Extract |

— Begin —

APPEAL FROM THE CIRCUIT COURT OF THE FIRST JUDICIAL CIRCUIT, MONTSERRADO COUNTY.

 

Argued December 10, 11, 15, 16, 17, 18, 1941. Decided December 30, 1941.

 

1. The chief clerk or other employee of a firm or company not holding a power of attorney from said firm or company is not the representative of a firm upon whom legal process can be served with effect.

 

2. Where a case is adjourned without day, a justice of the peace cannot enter a judgment by default without notice to the defendant.

 

Upon an appeal from an affirmance of the circuit court of a default judgment in an action of debt, judgment reversed and new trial ordered.

 

B. G. Freeman and H. Lafayette Harmon for appellant. S. David Coleman for appellee.

 

MR. JUSTICE BARCLAY delivered the opinion of the Court.

 

In March of the year 1938 this case originated in the Municipal Court of the Commonwealth District of Monrovia, James A. Gittens, Judge of the Municipal Court, presiding, and it has traveled hither through the Circuit Court for the First Judicial Circuit upon appeal from the judgment of His Honor E. A. Monger.

 

The bill of exceptions contains seven counts, but because of certain irregularities complained of by appellant as having taken place in the municipal court where the case originated and because of the refusal of His Honor the Judge of the Circuit Court to hear arguments before ruling so as to bring these to his notice, this Court, notwithstanding other interesting and important issues which have appeared in the case, will direct its attention particularly to count four of the bill of exceptions, which reads as follows :

 

“4. And also because the records of the Municipal Court show that due to an illegal judgment rendered by default by the said Municipal Magistrate against appellant, without notice of the assignment of the hearing of said cause being served on appellant nor on his counsel, His Honour the Judge refused to permit all attempts on appellant’s part to offer testimony of an affirmative nature to prove the fact that there was no promise made by Beatrice Tyler to her father Solomon Hill, as a condition precedent to the execution of the Deed, that she relinquish her claim to half of the rent annually accruing from the lot No. 302, Water Street, Monrovia ; and His Honour the Judge in ruling said that the testimony of appellee’s witnesses to the fact that there was such a promise on the part of Beatrice Tyler to her father relinquishing half of the rents on said lot to her mother was not broken down, thereby showing that there was such a promise relinquishing half of the rents on said lot to her mother, to which appellant excepts.”

— End —

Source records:
— Begin —

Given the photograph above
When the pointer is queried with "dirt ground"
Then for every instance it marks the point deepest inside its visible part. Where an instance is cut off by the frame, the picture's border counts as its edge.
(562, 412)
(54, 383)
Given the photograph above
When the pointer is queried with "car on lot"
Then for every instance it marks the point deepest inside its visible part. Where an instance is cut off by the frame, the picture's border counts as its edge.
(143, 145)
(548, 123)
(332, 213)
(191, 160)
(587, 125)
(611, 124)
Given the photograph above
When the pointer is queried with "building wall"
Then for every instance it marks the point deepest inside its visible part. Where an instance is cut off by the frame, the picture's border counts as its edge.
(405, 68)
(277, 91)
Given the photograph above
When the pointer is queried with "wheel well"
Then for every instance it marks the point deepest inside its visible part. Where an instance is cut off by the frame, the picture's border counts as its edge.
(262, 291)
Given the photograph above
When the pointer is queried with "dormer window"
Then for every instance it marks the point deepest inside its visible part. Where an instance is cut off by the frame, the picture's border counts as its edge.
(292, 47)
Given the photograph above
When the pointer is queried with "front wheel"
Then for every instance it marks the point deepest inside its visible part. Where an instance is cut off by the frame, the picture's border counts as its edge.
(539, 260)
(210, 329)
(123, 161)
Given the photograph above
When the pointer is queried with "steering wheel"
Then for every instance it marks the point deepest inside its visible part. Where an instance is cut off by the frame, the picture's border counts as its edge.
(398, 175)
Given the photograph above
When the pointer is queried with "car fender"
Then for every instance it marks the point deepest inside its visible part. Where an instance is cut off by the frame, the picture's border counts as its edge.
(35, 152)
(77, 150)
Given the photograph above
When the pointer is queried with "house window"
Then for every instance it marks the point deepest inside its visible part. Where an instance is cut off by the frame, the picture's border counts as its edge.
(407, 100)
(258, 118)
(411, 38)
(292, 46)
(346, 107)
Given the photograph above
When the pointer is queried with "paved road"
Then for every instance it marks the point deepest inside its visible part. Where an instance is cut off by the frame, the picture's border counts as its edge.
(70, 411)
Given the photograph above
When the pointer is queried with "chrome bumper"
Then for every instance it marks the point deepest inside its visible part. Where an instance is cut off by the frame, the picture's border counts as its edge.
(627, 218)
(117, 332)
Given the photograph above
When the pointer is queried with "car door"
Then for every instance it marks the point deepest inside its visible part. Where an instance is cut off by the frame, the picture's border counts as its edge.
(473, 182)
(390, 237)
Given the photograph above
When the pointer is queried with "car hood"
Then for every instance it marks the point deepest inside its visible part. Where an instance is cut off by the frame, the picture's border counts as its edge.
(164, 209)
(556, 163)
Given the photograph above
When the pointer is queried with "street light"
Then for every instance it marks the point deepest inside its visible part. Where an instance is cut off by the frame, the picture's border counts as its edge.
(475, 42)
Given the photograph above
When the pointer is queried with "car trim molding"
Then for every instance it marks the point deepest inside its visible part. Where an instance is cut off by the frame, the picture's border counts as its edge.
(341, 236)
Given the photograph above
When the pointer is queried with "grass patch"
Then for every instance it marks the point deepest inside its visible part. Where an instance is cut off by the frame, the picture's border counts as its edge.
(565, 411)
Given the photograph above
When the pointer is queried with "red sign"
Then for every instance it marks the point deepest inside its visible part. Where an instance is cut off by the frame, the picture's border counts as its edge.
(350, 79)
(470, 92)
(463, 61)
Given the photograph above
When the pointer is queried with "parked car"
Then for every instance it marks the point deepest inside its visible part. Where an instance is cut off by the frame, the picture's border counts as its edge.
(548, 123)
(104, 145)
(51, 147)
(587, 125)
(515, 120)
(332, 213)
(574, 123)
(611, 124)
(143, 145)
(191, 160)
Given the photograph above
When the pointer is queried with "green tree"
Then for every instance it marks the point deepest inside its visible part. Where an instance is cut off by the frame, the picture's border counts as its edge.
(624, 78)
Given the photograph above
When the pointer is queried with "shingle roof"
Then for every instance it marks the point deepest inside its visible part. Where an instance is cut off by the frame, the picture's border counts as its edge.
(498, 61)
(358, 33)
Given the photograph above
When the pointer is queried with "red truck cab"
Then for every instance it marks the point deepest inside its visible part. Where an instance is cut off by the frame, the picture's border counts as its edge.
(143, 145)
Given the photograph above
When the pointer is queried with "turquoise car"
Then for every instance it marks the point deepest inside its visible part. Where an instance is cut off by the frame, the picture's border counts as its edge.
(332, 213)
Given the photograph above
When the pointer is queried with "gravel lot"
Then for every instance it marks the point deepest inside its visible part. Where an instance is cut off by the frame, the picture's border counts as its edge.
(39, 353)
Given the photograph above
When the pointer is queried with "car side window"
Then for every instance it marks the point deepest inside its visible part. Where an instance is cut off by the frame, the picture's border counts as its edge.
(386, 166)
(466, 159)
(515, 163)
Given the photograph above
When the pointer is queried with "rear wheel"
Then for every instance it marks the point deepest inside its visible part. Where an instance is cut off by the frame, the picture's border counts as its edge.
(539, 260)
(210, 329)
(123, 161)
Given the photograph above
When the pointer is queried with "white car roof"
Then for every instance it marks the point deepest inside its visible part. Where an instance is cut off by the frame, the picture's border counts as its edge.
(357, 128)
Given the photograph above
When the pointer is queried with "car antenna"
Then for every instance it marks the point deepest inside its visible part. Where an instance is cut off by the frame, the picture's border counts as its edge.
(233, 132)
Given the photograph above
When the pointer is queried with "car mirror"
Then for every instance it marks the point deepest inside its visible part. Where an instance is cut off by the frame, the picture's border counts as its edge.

— End —

Instruction 1 |
According to the opinion, why does the Court focus particularly on count four of the bill of exceptions? Answer in one to three sentences.
Instruction 2 |
List each line of the records that contains the string "wheel", matching case exactly.
The records bear no relation to the opinion.

Exercise result 1 |
The Court focuses on count four because the appellant complained of irregularities in the municipal court where the case began. It also cites the circuit judge's refusal to hear arguments before ruling, which kept those irregularities from being brought to his notice.

Exercise result 2 |
When the pointer is queried with "wheel well"
When the pointer is queried with "front wheel"
When the pointer is queried with "steering wheel"
When the pointer is queried with "rear wheel"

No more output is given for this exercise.